YOUR INSTRUCTIONS: The records below need to be copied in full. Match them exactly.

-*-*-

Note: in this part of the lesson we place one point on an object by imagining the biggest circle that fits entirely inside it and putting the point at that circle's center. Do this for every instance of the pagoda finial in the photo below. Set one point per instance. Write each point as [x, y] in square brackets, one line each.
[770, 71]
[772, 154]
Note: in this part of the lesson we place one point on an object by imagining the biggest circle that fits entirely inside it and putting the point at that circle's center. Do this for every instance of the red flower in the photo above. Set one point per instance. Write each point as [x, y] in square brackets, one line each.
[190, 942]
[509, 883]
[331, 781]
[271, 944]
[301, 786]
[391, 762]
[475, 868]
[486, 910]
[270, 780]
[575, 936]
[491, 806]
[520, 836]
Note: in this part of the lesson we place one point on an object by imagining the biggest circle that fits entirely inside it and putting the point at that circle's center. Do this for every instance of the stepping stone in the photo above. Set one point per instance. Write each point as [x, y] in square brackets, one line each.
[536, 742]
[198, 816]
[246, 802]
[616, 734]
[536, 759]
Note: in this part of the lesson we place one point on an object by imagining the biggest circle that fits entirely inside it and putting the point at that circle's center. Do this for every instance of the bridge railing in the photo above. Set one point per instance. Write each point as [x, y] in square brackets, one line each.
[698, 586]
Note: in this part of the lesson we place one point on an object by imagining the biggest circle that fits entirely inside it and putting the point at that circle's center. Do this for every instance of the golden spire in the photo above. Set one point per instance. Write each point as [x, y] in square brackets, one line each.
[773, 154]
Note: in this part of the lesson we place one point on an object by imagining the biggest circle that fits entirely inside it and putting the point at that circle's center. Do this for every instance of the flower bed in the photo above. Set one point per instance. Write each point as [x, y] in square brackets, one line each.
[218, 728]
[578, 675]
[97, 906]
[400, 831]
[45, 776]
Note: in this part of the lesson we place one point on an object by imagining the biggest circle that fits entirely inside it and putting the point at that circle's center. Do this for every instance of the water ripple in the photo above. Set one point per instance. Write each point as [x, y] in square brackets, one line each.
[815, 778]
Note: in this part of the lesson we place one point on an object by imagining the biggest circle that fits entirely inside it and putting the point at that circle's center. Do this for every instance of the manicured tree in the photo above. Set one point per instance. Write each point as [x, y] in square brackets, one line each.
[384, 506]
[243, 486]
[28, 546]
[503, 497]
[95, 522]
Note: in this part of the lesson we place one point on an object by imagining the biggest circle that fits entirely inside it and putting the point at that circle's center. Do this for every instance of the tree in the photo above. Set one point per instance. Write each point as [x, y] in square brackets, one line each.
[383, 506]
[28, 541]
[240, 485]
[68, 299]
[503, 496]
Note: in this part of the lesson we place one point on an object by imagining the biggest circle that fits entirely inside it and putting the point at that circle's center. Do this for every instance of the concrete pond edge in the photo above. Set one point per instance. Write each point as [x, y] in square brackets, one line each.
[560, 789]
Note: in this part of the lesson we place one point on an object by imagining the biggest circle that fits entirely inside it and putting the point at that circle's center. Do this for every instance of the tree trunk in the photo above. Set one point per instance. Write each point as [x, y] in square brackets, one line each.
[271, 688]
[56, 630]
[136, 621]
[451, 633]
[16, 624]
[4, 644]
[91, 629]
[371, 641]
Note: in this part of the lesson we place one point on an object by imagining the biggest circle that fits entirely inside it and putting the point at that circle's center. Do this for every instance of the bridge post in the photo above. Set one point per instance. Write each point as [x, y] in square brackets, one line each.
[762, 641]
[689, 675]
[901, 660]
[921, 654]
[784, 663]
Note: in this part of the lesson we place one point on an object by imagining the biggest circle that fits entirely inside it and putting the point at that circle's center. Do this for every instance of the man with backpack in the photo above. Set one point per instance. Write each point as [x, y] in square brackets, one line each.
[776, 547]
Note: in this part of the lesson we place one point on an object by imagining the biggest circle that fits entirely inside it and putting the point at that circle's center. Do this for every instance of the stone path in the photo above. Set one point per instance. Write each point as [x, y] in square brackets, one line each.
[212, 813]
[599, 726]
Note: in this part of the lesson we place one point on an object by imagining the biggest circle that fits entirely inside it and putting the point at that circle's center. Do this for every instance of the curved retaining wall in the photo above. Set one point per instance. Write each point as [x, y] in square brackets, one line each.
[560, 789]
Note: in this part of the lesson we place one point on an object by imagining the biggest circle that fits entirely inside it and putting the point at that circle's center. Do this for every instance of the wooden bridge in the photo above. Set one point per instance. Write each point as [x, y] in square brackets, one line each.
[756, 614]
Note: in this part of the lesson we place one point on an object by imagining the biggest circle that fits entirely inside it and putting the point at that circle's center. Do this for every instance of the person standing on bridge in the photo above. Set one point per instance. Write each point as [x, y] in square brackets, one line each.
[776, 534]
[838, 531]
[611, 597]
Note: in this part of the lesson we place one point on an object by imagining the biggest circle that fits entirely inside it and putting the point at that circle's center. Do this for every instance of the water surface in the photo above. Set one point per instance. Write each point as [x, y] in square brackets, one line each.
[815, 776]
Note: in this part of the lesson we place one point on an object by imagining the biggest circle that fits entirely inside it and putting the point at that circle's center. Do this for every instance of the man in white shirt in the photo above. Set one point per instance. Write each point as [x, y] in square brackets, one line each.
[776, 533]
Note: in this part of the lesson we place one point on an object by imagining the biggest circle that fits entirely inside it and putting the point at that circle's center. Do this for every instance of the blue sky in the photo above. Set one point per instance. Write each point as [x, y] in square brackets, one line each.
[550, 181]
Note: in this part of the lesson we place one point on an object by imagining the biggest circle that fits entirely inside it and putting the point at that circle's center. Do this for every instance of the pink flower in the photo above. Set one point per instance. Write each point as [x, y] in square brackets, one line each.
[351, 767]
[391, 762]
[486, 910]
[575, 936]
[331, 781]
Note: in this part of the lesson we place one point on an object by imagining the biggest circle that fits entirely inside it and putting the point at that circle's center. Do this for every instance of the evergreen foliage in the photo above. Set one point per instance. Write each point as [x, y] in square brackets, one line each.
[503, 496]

-*-*-

RESULT OF THIS TASK:
Note: in this part of the lesson we place one point on an object by imagining the biggest circle that fits entirely inside it and putting the point at that circle's center. Do this for every instance of the pagoda finial in the photo below. Set one point per instance. Write each point as [x, y] in square brackets, one line each.
[770, 71]
[772, 154]
Note: in this part of the lesson we place one point on an object by imagining the biggest circle that fits entirely inside it and putting the point at that circle's center. Do this for every instance of the red flower in the photo above. Set one point per instance. Write each point as [x, y] in square brackets, one line each.
[190, 942]
[509, 883]
[331, 781]
[271, 944]
[301, 786]
[391, 762]
[475, 868]
[486, 910]
[270, 780]
[575, 936]
[491, 806]
[520, 836]
Note: in this part of the lesson we place one point on an object by imagining the biggest circle that fits entirely inside it and putting the point at that circle's center. Do this for every instance of the stepping stone in the photo above. Set one point per instance. Write each point as [x, y] in square brackets, one line each.
[536, 742]
[198, 816]
[246, 802]
[616, 734]
[536, 759]
Note: in this part of the lesson we place one point on an object by imagining the biggest circle that fits entirely inside it and putting the point at that circle's center. Do this for every instance of the bridge railing in the photo above. Set one point per instance. Write each point as [x, y] in square brackets, one line each.
[698, 586]
Note: in this part of the lesson we place one point on an object by imagining the biggest circle that fits entirely inside it and putting the point at that circle's center. Do this for every instance of the golden spire in the photo above. Set one point per instance. Write each point as [x, y] in square brackets, one line each.
[773, 154]
Note: in this part of the lesson we place one point on an object by imagining the biggest circle that fits entirely inside it and putting the point at that circle's center. Do this for every instance of the flower bed in the photo above. Set one point per instance. Write each point as [x, y] in square brackets, one line each.
[218, 728]
[578, 675]
[97, 906]
[400, 831]
[45, 776]
Note: in this part of the lesson we place one point on an object by imagining the biggest circle that fits entirely inside it and putting the point at that circle's center. Do this for every instance of the water ripple in the photo above. Set one point per instance. Write each point as [x, y] in square brackets, one line each.
[815, 778]
Note: in this part of the lesson we place one point on an object by imagining the biggest circle that fits entirely inside it and putting the point at that circle's center. Do this for every instance of the manicured tree in the photo above. Set one point per instance. Write each point as [x, y] in square brackets, one line each.
[384, 506]
[243, 486]
[28, 546]
[503, 497]
[95, 522]
Note: in this part of the lesson we place one point on an object by imagining the biggest circle that fits entirely inside it and putting the point at that circle's center. Do this for every instance of the tree in the photo above. Set one point per instance. Write each point as [x, y] in square brackets, one line each.
[383, 506]
[28, 541]
[240, 485]
[68, 299]
[503, 496]
Note: in this part of the lesson we place one point on an object by imagining the biggest circle that fits entirely inside it and putting the point at that circle's center. Do this for every instance of the concrete pond edge in the photo above. Set one point per instance. Write each point as [x, y] in square brackets, one line each.
[560, 789]
Note: in this part of the lesson we place one point on an object by imagining the biggest circle that fits entirely inside it and putting the point at that circle's center. Do this for every instance of the tree trunk in the photo above. Set one point per instance. Write each point as [x, y] in square brackets, one line each.
[271, 688]
[56, 630]
[136, 621]
[451, 633]
[16, 624]
[4, 644]
[91, 629]
[371, 641]
Note: in this part of the lesson we place one point on an object by imagining the biggest circle that fits entirely inside it and putting the point at that circle's center. Do this for every instance of the bridge post in the photo above. Set one point per instance. Write each point as [x, y] in square brackets, one line each.
[762, 641]
[689, 675]
[901, 660]
[921, 654]
[784, 663]
Note: in this part of the lesson we place one point on an object by imagining the biggest circle that fits entirely inside it and putting the point at that circle's center. Do this for every instance of the man with backpack in the photo above. Set one point per instance. Write each point as [x, y] in square brackets, one line each.
[776, 547]
Note: in this part of the lesson we place one point on an object by imagining the biggest circle that fits entirely inside it and putting the point at that circle's center. Do this for every instance of the stone path in the photo above. Set one point per instance. Write each point as [x, y] in square brackets, one line each.
[212, 813]
[599, 726]
Note: in this part of the lesson we place one point on an object by imagining the biggest circle that fits entirely inside it and putting the point at that circle's center. Do this for every instance of the curved retaining wall in the photo above. Set one point per instance. Write each point as [x, y] in square brackets, one line each.
[560, 789]
Note: in this part of the lesson we place one point on an object by imagining the biggest circle that fits entirely inside it and putting the point at that circle's center. Do this for every instance of the wooden bridge in the photo above. Set one point per instance. Write each point as [x, y] in square brackets, one line each.
[756, 614]
Note: in this part of the lesson we place one point on an object by imagining the biggest circle that fits entirely inside it and putting the point at that circle's center. Do this for every instance of the person standing on bridge in the photo above. Set one point per instance. Write each point as [x, y] in square brackets, one line each.
[776, 534]
[838, 531]
[611, 597]
Note: in this part of the lesson we place one point on an object by imagining the biggest circle that fits entirely inside it and putting the point at that circle's center. Do this for every instance of the water surface in the photo above. Set one point per instance. Write each point as [x, y] in square brackets, one line each.
[815, 776]
Note: in this part of the lesson we place one point on an object by imagining the biggest circle that fits entirely inside it and putting the point at that circle's center. Do this for every instance of the man in white shirt in the photo above. Set one point per instance. Write each point as [x, y] in square brackets, one line each.
[776, 533]
Note: in this part of the lesson we place one point on an object by imagining the biggest circle that fits entirely inside it and putting the point at that circle's center. Do this for every instance of the blue sky in the photo above. Set one point per instance. Write each point as [x, y] in square brackets, one line each.
[550, 181]
Note: in this part of the lesson we place one point on an object by imagining the biggest circle that fits entirely inside it and putting the point at that circle's center. Do this for every instance of the pink flower in the photo above. Set one point per instance. Write each point as [x, y] in square brackets, one line each.
[351, 767]
[391, 762]
[486, 910]
[575, 936]
[331, 781]
Note: in this part of the lesson we place one point on an object by imagining the biggest circle that fits entirely inside it and putting the point at that circle's center. Do this for every instance of the evergreen foliage in the photo above. Set one point per instance. Write each point as [x, y] in square brackets, one line each.
[503, 496]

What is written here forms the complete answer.